» **TEXT PASSAGE**
It sounds like something out of, well, a detective novel: the U.K.’s Sunday Times broke the news yesterday that Robert Galbraith, the “first time” writer behind the critically acclaimed crime novel The Cuckoo’s Calling, was, in fact, the nom de plume of Harry Potter creator J.K. Rowling. Galbraith was described as a former military police investigator with a surprising knack for language — that is, before “he” was unmasked as the megafamous author, who told the Times that writing under a fake name was “liberating.”
As explained by the New York Times, a writer for the British paper received an anonymous tip via Twitter, in which a now deleted user claimed that Rowling was the real author of The Cuckoo’s Calling. (Is it possible that the anonymous user was the book’s publisher? As the New York Times notes, there’s no way to rule it out.) Sunday Times editor Richard Brooks eventually confronted the publisher, but not before he investigated the similarities between Galbraith and Rowling.
One person involved in that process was Patrick Juola, a professor of computer science at Pittsburgh’s Duquesne University, who was called in by the Times to analyze the Calling text.

» **SUPPLIED INFORMATION**
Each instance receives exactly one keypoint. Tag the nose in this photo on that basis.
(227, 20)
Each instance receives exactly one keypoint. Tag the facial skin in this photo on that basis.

» **REQUIRED WORK**
a) Answer these questions using the article on Robert Galbraith's identity.
(i) Which newspaper broke the news that Robert Galbraith was J.K. Rowling?
(ii) Through what service did a writer for the British paper receive the anonymous tip?
(iii) At which university is Patrick Juola a professor?
b) Translate this sentence from the article on Robert Galbraith's identity into Spanish: "One person involved in that process was Patrick Juola, a professor of computer science at Pittsburgh’s Duquesne University, who was called in by the Times to analyze the Calling text."
c) From the article on Robert Galbraith's identity, extract the passage starting at "One person involved" and ending at "the Calling text.".

» **TASK-BY-TASK RESULTS**
a)
(i) The U.K.'s Sunday Times
(ii) Twitter
(iii) Duquesne University in Pittsburgh

b) Una de las personas que participaron en ese proceso fue Patrick Juola, profesor de informática en la Universidad Duquesne de Pittsburgh, a quien el Times llamó para analizar el texto de Calling.

c)
One person involved in that process was Patrick Juola, a professor of computer science at Pittsburgh’s Duquesne University, who was called in by the Times to analyze the Calling text.